*Written problem a:*
Reproduce the stretch of the mirror cake recipe below from "Ingredients" through "Icing Sugar (B)".
===== Document section =====
Almond, Blueberry & Mascarpone Mousse Mirror Cake

Ingredients

Almond and Blueberry Sponge:
• 300gm Egg Whites
• 4gm Lemon Juice
• 150gm Caster Sugar
• 60gm Icing Sugar (A)
• 180gm Ground Almonds
• 36gm Plain Flour
• 30gm Icing Sugar (B)
• 80gm Frozen Blueberries, (defrosted and chopped)

Blueberry Cream:
• 210gm Cream
• 2gm Orange Zest
• 15gm Gelatine Sheets
• 140gm Egg Whites
• Pinch of Cream of tartare
• 65gm Caster Sugar
• 96gm Glucose Powder
• 130gm Pureed Blueberries

Cinnamon Cookie:
• 320gm Caster Sugar
• 175gm Unsalted Butter
• 15gm Ground Cinnamon
• 75gm Whole Eggs
• 6gm Vanilla Paste
• 290gm Plain Flour
• 9gm Baking Powder
• 6gm Salt

Blueberry Compote:
• 54gm Caster Sugar
• 12gm Pectin
• 590gm Frozen Blueberries
• 105gm Gin

Mascarpone Mousse:
• 20gm Gelatine Sheets
• 336gm Caster Sugar
• 180gm Liquid Glucose
• 270gm Water
• 6gm Salt
• 6gm Vanilla Paste
• 564gm Mascarpone
• 900gm Semi Whipped Cream

Mirror Glaze:
• 40gm Gelatine Sheets
• 640gm Caster Sugar
• 360gm Water
• 640gm Glucose (Liquid)
=====
*Written problem b:*
Find every line in the records below that contains the word "white" and copy each one.
===== Data to process =====
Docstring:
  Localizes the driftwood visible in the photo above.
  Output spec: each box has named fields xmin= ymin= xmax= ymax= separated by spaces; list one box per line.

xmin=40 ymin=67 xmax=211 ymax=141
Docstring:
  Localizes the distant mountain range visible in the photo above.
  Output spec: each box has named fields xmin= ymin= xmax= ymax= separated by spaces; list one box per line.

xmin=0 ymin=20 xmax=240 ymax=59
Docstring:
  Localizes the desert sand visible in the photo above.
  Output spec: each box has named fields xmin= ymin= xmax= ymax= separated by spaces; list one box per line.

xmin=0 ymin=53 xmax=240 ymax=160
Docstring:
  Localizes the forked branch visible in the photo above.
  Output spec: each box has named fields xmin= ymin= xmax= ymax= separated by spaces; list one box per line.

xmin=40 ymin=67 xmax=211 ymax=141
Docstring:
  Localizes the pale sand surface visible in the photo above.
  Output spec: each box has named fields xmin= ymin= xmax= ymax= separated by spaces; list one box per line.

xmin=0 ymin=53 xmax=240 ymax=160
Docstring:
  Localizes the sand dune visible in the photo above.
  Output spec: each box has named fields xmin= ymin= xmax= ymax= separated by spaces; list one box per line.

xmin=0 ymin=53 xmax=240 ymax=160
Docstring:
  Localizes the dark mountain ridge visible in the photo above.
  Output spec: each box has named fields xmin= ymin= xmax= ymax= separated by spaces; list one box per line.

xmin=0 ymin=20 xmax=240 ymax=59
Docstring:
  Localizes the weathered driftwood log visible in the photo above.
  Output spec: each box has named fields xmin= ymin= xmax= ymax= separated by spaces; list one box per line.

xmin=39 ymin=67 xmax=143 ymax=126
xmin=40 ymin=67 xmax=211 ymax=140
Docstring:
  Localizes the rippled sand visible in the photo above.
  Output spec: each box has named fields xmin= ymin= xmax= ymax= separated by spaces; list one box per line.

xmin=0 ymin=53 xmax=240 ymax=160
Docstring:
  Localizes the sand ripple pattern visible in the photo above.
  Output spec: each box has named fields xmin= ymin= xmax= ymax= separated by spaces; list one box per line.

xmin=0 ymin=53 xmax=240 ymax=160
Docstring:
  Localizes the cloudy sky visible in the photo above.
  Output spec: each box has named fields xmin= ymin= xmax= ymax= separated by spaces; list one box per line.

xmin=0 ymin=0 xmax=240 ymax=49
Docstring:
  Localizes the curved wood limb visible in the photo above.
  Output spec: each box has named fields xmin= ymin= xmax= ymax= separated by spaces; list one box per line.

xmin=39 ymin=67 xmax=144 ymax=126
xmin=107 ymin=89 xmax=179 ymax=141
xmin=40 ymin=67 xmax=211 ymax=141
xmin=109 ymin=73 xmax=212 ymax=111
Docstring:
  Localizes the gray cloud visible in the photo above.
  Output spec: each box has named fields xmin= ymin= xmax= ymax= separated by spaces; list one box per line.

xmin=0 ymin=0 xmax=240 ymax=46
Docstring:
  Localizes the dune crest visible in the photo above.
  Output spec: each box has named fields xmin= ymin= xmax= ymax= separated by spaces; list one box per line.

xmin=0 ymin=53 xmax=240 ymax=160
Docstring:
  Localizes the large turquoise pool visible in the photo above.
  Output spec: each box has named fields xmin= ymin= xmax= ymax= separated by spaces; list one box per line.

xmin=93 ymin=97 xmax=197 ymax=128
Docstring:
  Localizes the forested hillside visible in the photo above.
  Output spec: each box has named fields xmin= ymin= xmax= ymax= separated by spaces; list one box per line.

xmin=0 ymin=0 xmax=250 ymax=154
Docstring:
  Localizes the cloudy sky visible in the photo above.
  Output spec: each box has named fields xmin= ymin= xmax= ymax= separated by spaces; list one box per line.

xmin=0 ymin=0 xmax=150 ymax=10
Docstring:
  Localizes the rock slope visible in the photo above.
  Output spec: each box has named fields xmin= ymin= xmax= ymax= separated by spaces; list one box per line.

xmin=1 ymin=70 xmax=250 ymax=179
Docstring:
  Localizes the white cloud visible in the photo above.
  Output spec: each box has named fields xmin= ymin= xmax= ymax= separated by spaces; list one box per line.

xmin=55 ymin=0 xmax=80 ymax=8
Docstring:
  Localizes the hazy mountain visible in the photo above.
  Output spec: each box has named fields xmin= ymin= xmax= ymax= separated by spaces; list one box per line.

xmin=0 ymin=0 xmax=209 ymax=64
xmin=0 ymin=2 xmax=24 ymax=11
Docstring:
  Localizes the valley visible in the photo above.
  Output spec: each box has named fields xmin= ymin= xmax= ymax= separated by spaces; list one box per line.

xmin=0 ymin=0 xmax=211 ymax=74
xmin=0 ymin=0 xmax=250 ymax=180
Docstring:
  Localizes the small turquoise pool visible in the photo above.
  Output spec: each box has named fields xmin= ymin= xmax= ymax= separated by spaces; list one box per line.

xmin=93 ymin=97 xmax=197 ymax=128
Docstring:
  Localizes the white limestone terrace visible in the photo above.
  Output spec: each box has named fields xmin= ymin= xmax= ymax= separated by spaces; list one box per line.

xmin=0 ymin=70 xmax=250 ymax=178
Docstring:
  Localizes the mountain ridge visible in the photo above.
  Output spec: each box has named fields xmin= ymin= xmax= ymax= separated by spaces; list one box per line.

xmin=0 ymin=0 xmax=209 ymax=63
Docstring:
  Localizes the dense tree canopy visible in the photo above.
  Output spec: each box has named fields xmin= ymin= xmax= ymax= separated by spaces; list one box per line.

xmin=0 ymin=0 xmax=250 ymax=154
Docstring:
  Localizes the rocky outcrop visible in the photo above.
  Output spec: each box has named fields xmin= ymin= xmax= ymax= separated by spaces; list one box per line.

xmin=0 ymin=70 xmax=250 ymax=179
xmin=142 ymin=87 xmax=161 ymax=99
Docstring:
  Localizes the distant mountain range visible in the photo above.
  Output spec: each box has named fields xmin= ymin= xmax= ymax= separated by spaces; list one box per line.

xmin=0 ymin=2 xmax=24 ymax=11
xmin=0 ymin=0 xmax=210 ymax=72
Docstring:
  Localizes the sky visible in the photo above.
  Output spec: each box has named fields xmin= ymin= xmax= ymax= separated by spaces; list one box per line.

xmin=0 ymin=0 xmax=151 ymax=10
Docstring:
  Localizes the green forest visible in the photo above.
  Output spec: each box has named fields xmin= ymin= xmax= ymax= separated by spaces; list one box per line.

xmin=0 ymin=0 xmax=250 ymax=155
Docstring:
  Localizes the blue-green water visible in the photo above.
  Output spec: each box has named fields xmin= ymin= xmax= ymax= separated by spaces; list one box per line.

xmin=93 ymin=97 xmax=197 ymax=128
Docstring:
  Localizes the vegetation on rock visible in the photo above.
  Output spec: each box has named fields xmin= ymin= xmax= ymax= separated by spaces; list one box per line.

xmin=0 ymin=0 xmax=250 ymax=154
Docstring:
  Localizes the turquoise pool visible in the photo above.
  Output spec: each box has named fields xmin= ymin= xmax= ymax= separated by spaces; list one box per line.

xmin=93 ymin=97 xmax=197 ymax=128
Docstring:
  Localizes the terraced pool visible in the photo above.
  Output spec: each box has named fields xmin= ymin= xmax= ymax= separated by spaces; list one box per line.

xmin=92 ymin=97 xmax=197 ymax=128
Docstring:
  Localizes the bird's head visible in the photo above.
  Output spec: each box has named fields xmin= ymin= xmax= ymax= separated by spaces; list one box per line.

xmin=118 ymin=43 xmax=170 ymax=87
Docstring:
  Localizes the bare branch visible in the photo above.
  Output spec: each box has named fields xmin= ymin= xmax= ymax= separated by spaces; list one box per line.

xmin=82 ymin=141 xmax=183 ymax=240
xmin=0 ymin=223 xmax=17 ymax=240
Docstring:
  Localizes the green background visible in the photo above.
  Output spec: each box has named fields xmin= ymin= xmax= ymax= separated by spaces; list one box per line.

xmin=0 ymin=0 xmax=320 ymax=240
=====
*Finished answer a:*
Ingredients

Almond and Blueberry Sponge:
• 300gm Egg Whites
• 4gm Lemon Juice
• 150gm Caster Sugar
• 60gm Icing Sugar (A)
• 180gm Ground Almonds
• 36gm Plain Flour
• 30gm Icing Sugar (B)

*Finished answer b:*
  Localizes the white cloud visible in the photo above.
  Localizes the white limestone terrace visible in the photo above.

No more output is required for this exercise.